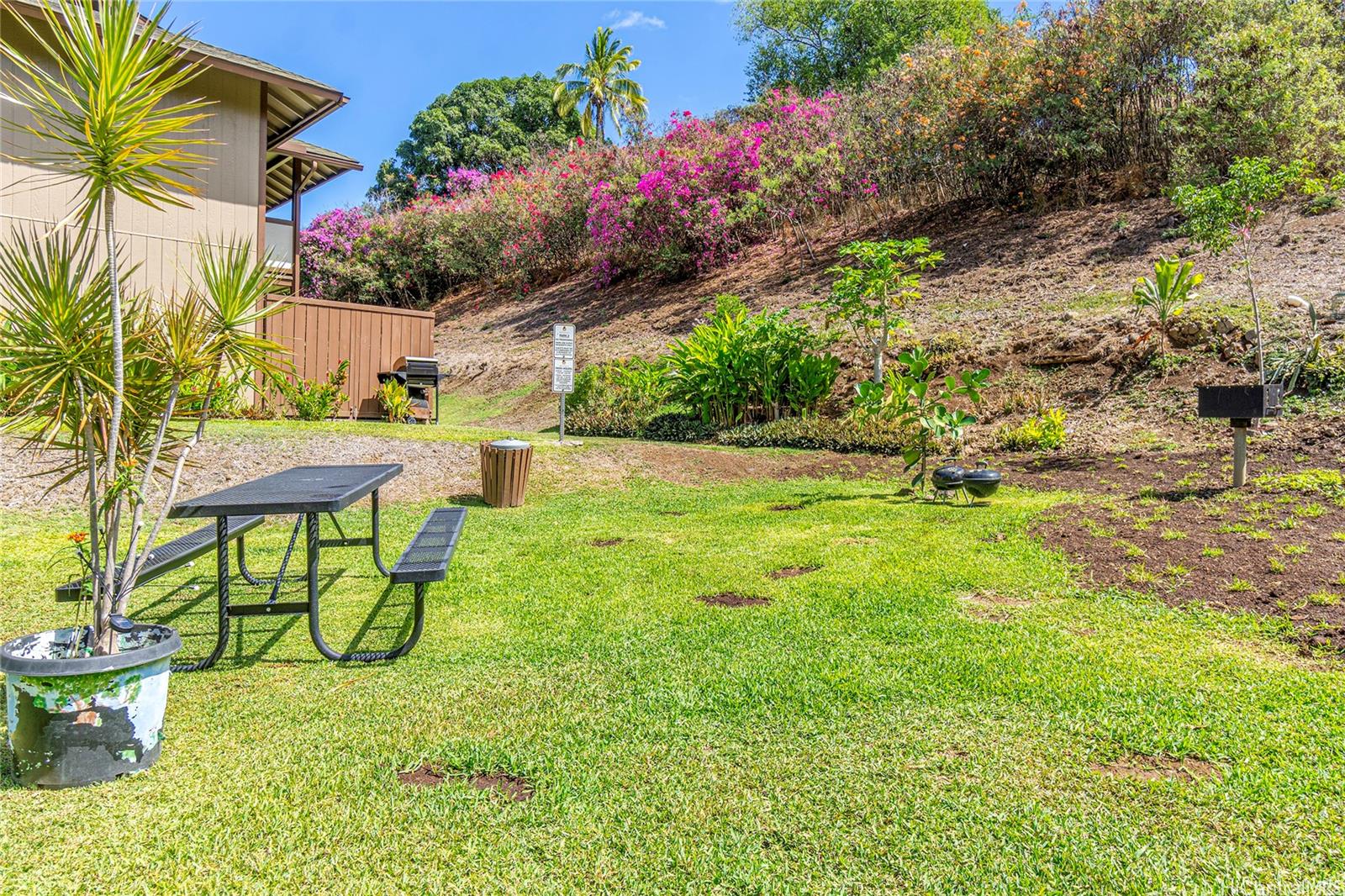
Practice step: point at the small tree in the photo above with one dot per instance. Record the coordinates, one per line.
(1167, 293)
(1224, 215)
(918, 400)
(871, 295)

○ ○ ○ ○

• Required work:
Reproduce every item above verbatim, leaving out the pictures.

• Exercise output:
Practice step: point at the small tree in the photo above with one dot per instance. Record the coordinates, one per line.
(1167, 293)
(1224, 215)
(918, 400)
(871, 295)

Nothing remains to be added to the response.